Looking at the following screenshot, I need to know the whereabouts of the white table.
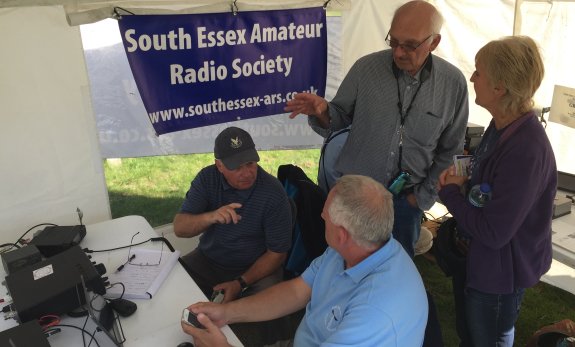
[0,216,242,347]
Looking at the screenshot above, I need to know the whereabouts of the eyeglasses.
[385,33,435,53]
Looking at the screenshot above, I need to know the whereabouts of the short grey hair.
[328,175,393,249]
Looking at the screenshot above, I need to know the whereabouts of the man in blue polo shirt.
[182,175,428,347]
[174,127,292,302]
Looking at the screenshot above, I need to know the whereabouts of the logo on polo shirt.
[230,136,242,149]
[325,306,343,331]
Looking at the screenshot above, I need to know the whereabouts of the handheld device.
[387,171,411,195]
[182,308,206,329]
[210,289,224,304]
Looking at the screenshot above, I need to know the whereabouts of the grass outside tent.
[104,149,575,347]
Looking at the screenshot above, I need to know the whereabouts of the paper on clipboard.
[106,249,180,299]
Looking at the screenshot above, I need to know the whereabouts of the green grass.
[104,149,319,227]
[104,149,575,347]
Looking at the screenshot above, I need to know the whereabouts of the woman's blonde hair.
[475,36,545,114]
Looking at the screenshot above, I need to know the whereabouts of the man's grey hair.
[327,175,393,249]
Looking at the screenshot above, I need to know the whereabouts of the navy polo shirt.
[180,165,291,269]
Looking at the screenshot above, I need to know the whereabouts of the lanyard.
[392,54,432,172]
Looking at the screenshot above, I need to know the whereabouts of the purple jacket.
[439,112,557,294]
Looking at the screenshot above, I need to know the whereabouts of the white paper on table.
[106,249,180,299]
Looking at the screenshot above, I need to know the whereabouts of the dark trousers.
[182,248,283,298]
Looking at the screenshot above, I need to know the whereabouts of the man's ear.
[429,34,441,52]
[215,159,224,172]
[337,225,351,245]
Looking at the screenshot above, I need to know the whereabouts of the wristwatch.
[236,276,248,292]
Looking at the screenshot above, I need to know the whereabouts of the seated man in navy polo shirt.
[182,175,428,347]
[174,127,292,302]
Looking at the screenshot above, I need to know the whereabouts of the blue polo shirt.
[180,165,292,269]
[294,238,428,347]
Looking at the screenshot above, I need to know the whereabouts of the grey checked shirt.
[309,50,469,210]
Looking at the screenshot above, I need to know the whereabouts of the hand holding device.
[182,308,206,329]
[210,289,225,304]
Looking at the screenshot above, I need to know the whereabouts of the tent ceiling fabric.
[0,0,351,26]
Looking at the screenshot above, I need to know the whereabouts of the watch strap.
[236,276,248,290]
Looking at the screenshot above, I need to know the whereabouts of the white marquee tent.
[0,0,575,250]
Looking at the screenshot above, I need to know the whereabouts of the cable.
[14,223,58,250]
[51,324,101,347]
[84,236,175,253]
[84,238,154,253]
[106,282,126,299]
[0,243,20,253]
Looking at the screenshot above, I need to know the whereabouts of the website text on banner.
[118,7,327,135]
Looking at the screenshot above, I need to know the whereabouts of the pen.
[116,254,136,272]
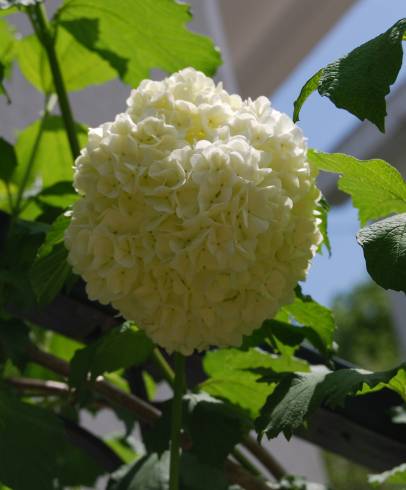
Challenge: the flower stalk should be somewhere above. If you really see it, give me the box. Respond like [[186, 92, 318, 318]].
[[27, 3, 80, 159], [169, 352, 186, 490]]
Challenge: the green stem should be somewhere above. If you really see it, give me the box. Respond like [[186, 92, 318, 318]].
[[11, 95, 55, 223], [28, 3, 80, 159], [152, 347, 175, 388], [169, 352, 186, 490]]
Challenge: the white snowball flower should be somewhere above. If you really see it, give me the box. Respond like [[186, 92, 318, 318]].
[[65, 68, 321, 354]]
------------------------
» AIM
Recast part of the listing above as a JSON array of strings, one string per line, with blank lines omitted. Begin at the line that contains "the dark trousers." and stop after the line that contains "[210,289,225,304]".

» SOLVED PROBLEM
[
  "Looking at the screenshot above, I need to know the whereabouts of the dark trousers.",
  "[182,248,283,298]",
  "Looking at the screenshot above, I need to know the whereabouts of the man's ear.",
  "[429,34,441,52]",
  "[215,159,224,172]",
  "[337,225,351,245]",
  "Looking at the screenshot above, I need to know the whereabouts of the wristwatch.",
  "[236,276,248,292]",
  "Looking at the screenshot above, I need to know the whereabouts of the seated man in navy polo shirt.",
  "[182,175,428,347]",
  "[174,127,292,302]",
  "Looking at the screenshot above, I need to know the whereabouts of the blue polo shirt.",
  "[180,165,292,269]",
  "[294,238,428,347]",
  "Looking at the screenshot above, I need to know the whereabouts of the grey checked shirt.",
  "[309,50,469,210]",
  "Looking at the screenshot above, I need to know the whereabouts of the hand holding device.",
  "[182,308,206,329]",
  "[210,289,225,304]"
]